WORK INSTRUCTION:
Print, exactly as given, each line of the data from the line containing "If you could tag each instance of the iron" up to and including its last line.

DATA EXCERPTS:
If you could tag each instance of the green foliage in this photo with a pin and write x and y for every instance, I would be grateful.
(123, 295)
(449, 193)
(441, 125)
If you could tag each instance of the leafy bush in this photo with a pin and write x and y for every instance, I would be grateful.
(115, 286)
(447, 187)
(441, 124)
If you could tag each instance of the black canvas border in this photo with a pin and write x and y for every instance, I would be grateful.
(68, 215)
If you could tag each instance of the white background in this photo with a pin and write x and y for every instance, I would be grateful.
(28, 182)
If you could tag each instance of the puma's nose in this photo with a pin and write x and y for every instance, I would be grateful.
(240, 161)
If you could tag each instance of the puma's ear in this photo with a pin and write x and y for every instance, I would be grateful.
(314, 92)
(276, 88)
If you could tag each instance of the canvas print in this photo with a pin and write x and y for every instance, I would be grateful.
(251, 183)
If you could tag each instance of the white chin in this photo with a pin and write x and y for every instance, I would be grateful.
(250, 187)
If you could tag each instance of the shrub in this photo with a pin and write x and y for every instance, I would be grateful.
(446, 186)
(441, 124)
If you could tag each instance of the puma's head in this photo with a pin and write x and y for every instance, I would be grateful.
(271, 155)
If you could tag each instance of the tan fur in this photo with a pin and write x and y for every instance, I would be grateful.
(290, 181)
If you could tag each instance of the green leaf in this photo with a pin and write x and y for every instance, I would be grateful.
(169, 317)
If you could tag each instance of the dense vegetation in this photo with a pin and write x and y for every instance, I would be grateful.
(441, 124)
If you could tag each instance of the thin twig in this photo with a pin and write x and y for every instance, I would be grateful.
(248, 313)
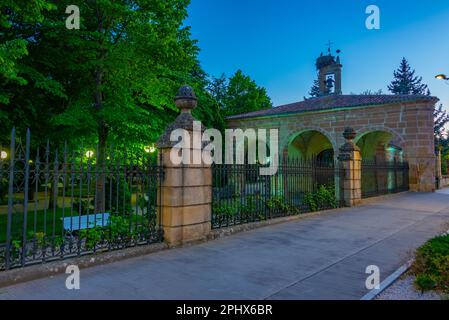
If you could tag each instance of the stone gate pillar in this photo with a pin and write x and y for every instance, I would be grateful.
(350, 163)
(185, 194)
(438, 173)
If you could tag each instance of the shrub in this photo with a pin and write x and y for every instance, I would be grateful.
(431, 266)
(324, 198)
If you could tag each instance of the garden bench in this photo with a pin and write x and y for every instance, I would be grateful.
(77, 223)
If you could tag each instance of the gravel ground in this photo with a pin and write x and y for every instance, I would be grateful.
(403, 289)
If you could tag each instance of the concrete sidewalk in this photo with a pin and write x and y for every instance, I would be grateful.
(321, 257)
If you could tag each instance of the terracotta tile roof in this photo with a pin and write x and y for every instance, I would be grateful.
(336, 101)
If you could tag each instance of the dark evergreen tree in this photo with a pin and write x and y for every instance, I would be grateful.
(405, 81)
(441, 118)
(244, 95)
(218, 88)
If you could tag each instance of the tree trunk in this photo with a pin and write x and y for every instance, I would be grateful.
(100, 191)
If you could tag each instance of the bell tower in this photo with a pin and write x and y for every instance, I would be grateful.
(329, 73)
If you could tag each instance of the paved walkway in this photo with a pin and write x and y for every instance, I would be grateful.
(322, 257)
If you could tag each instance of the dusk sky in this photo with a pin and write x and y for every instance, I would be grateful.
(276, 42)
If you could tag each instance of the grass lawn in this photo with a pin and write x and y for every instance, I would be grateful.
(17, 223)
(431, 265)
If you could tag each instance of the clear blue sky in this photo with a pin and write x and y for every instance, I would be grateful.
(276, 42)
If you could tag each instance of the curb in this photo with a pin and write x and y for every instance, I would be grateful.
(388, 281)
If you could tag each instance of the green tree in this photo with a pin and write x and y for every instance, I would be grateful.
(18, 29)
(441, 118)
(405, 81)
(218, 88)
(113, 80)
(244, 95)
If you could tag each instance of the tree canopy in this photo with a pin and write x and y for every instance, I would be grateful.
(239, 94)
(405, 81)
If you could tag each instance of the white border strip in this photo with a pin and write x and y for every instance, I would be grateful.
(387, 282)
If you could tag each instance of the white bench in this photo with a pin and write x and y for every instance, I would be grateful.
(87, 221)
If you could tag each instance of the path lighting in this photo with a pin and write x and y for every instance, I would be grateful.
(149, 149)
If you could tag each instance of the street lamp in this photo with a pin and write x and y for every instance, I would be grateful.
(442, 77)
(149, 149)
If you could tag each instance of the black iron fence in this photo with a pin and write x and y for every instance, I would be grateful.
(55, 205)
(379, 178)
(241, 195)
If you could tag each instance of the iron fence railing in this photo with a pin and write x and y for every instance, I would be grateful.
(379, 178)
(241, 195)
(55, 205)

ANSWER FOR THIS EXERCISE:
If you could tag each instance of the iron fence railing in this photo with a pin and write x and y for every instance, I would be grateful.
(379, 178)
(241, 195)
(55, 205)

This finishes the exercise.